▼

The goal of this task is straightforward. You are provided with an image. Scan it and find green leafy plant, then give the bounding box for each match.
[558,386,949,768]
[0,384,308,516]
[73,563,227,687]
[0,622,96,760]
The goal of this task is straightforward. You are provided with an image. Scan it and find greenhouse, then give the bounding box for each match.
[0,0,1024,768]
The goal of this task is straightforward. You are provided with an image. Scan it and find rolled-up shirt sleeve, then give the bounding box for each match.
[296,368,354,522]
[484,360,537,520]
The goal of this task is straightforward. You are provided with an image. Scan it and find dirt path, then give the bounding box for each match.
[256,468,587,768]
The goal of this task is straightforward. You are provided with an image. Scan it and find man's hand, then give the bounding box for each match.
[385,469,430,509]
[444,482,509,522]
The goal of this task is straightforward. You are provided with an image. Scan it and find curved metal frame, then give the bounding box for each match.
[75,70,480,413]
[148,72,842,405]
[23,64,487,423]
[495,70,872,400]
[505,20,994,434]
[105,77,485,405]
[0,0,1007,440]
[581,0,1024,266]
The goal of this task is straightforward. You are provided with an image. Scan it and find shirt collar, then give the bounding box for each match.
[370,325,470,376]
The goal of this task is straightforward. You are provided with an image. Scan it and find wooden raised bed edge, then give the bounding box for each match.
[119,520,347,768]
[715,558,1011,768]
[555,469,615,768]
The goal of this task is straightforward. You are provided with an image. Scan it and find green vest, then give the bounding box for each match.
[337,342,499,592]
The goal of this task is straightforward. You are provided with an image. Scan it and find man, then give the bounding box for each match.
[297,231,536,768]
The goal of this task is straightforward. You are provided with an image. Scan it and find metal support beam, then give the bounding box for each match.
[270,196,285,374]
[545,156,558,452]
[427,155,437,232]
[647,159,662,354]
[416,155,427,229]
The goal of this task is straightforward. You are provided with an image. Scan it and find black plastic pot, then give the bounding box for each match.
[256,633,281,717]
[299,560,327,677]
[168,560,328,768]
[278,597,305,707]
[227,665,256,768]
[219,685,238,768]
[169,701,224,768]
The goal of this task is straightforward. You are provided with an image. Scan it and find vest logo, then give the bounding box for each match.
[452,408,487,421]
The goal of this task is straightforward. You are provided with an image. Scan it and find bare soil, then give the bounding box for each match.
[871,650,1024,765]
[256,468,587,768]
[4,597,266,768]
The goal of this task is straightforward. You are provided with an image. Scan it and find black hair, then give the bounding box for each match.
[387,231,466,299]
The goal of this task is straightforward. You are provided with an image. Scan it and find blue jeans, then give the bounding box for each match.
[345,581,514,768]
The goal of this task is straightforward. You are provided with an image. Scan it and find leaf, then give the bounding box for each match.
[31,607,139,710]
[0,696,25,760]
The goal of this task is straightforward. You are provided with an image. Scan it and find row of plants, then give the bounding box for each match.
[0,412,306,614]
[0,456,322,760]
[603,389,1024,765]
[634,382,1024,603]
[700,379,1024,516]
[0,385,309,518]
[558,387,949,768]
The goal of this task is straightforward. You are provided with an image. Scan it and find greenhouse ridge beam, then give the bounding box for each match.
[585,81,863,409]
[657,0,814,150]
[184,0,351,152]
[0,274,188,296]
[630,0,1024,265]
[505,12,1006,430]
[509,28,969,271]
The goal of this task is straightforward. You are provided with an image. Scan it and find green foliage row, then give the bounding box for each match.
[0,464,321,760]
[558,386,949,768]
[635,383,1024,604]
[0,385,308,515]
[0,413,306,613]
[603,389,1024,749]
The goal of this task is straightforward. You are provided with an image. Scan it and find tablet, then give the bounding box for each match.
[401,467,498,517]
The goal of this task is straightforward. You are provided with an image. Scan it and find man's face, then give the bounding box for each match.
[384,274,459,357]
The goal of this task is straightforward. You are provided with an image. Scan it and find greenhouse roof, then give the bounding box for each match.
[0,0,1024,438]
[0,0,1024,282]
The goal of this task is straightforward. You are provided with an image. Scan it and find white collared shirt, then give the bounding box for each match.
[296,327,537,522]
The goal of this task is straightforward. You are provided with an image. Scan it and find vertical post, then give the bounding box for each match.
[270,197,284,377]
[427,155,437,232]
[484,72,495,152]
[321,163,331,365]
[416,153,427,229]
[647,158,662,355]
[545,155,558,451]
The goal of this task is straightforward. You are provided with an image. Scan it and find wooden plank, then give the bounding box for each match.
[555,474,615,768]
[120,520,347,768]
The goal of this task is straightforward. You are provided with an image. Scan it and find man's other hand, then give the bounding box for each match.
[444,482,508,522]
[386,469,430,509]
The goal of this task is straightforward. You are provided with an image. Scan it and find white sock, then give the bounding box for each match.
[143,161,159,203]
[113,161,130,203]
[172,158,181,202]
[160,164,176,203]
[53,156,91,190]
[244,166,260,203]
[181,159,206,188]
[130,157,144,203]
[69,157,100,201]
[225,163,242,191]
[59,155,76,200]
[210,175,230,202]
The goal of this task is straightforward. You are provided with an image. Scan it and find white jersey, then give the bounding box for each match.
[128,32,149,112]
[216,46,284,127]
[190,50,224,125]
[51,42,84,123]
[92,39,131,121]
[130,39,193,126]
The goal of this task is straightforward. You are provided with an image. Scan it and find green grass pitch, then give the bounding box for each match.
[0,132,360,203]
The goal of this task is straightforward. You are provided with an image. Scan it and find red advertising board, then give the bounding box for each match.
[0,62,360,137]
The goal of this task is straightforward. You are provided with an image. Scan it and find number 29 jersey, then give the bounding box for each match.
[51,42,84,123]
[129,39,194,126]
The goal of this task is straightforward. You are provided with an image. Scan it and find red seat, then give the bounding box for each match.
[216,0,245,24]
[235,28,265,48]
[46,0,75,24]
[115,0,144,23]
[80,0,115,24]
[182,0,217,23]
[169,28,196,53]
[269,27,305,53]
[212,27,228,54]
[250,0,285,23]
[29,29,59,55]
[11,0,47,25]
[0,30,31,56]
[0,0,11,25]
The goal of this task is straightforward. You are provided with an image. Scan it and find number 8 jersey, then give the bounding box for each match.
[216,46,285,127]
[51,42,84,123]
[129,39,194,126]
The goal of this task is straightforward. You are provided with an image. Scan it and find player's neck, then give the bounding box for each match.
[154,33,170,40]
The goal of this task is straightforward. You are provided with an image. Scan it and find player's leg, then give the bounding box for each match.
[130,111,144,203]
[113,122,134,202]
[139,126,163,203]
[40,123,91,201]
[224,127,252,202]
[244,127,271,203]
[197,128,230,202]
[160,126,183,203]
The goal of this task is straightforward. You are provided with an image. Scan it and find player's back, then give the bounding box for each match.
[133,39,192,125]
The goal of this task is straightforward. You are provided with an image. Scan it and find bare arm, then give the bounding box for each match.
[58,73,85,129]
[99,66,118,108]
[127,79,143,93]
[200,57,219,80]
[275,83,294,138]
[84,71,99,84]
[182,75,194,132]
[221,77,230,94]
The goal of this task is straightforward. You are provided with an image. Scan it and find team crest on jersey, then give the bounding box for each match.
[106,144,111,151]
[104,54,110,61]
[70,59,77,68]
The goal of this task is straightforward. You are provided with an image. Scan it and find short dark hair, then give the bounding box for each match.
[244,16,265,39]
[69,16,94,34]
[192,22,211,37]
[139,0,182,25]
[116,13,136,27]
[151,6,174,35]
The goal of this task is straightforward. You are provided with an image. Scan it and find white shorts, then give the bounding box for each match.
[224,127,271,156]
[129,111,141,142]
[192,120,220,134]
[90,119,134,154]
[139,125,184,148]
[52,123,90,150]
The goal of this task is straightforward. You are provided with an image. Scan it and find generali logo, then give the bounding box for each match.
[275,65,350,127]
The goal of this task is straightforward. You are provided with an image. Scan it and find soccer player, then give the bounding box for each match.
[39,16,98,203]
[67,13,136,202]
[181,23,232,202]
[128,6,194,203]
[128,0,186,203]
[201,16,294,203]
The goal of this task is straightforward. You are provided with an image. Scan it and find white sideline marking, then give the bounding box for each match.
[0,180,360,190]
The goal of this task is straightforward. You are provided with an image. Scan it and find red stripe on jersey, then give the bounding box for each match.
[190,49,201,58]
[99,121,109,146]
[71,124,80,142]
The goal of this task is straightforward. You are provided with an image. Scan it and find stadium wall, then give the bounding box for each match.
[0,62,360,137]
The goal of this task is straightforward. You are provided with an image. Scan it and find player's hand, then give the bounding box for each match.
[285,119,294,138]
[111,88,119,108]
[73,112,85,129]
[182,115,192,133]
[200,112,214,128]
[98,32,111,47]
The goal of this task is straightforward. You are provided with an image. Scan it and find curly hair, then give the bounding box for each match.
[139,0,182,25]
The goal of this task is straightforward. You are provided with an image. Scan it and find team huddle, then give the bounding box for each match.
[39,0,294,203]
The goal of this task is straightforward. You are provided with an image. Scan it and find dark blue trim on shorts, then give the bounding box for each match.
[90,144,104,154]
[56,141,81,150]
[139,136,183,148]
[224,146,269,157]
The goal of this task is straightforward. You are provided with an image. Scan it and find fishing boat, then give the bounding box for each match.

▲

# WORK TO BE COMPLETED:
Write out the records again starting with the line with "player's hand, then" and going on through the line with "[98,32,111,47]", replacing "player's hand" with "player's glove" and leaving everything else unchanged.

# RESPONSE TO THE EXERCISE:
The goal of this task is straightforward. You are provided with an image. Scan it and find player's glove, then give the bounding box for each match.
[285,119,294,138]
[111,88,119,108]
[73,112,85,129]
[182,115,192,133]
[200,112,214,128]
[98,32,111,47]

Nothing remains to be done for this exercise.